SELECTED PASSAGE —
Wednesday, January 23, 2013

Langston Hughes

Why Hughes is still important, popular, engaging, relevant, poetic, lovely, and great...

Just read The Weary Blues or listen to the version with music by Mingus. Or go to the National Portrait Gallery to see Winold Reiss' famous and fabulous portrait of Hughes: reflective, chin in hand, book open, the colors and lines of the portrait evoking the music and energy of the Harlem Renaissance. I wish Hughes had done the Inaugural Poem for Obama. Instead of empty emotionally manipulative patriotism (sorry Richard Blanco, I think you could have done better) Hughes would have inspired us and made us sway with his rhythms and his refusal to shy away from real content. The way he could bring us in with music and call our attention to the details of real life for real people. The boogie-woogie rumbles its continuing dreams, always present but patient, subtle, clever, linguistically tuned, musically savvy, politically subversive, revolutionary, peaceful, engaging. In Dream Boogie the narrator tells us to listen closely...ain't you heard... the beats are rumbling the music is playing dreams may be deferred but they are not destroyed. We can talk about the sun and the mood all day long or we can listen closely, for the beat, and see what will come of it. If we are lucky, we can become a part of the making of all that continues to come next.

EXTRACTED MATERIAL —
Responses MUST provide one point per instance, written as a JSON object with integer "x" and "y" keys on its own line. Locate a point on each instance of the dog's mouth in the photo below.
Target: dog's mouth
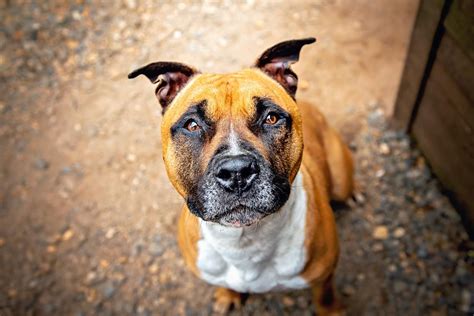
{"x": 239, "y": 216}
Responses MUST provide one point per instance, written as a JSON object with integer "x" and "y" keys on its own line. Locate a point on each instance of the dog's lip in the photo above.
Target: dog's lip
{"x": 221, "y": 218}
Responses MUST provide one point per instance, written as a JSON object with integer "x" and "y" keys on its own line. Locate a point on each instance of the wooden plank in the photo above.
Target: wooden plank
{"x": 444, "y": 129}
{"x": 427, "y": 20}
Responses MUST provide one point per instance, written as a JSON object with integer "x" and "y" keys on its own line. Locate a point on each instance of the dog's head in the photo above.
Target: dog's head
{"x": 232, "y": 143}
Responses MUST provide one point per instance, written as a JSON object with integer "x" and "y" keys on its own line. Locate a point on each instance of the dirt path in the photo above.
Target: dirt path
{"x": 87, "y": 217}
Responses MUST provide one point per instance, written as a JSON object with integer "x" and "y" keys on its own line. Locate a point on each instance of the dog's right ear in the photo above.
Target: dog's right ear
{"x": 171, "y": 78}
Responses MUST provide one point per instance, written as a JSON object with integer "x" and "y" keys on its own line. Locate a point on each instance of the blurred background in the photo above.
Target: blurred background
{"x": 87, "y": 215}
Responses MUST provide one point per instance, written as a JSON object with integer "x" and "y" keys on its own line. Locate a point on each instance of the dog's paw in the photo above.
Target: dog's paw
{"x": 224, "y": 300}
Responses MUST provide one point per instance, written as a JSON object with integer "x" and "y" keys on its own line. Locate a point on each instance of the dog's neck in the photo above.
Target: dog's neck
{"x": 267, "y": 231}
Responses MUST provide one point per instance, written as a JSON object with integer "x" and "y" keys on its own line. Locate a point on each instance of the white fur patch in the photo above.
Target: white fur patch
{"x": 263, "y": 257}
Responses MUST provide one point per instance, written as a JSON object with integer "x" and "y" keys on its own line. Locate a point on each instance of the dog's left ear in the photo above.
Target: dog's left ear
{"x": 276, "y": 62}
{"x": 171, "y": 77}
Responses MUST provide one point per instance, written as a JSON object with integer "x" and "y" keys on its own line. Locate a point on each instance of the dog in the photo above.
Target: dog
{"x": 257, "y": 172}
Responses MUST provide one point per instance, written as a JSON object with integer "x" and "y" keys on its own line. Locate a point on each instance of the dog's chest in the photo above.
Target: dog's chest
{"x": 257, "y": 259}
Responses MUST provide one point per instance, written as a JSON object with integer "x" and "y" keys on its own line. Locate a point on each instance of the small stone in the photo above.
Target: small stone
{"x": 384, "y": 149}
{"x": 380, "y": 173}
{"x": 110, "y": 233}
{"x": 41, "y": 164}
{"x": 153, "y": 268}
{"x": 92, "y": 278}
{"x": 288, "y": 301}
{"x": 377, "y": 247}
{"x": 380, "y": 232}
{"x": 68, "y": 234}
{"x": 104, "y": 263}
{"x": 131, "y": 157}
{"x": 399, "y": 286}
{"x": 108, "y": 289}
{"x": 399, "y": 232}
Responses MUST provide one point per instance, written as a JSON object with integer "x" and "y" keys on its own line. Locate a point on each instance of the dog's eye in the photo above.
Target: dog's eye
{"x": 272, "y": 119}
{"x": 192, "y": 126}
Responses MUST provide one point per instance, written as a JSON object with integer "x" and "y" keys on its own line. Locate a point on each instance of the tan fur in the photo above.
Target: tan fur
{"x": 326, "y": 165}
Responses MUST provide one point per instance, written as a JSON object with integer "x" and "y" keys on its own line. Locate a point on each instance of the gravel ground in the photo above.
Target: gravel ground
{"x": 87, "y": 215}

TASK REQUIREMENTS —
1/ According to the post on Langston Hughes, where can one go to see Winold Reiss' portrait of Hughes?
2/ Say whether each statement agrees with the post on Langston Hughes, and quote the deciding words: (a) The writer wishes Hughes had done the Inaugural Poem for Obama. (b) Reiss' portrait shows Hughes with a closed book. (c) In Dream Boogie, the narrator says dreams are destroyed.

TASK-BY-TASK SOLUTIONS —
1/ The National Portrait Gallery.

2/
(a) Yes: "I wish Hughes had done the Inaugural Poem for Obama."
(b) No: "reflective, chin in hand, book open"
(c) No: "dreams may be deferred but they are not destroyed"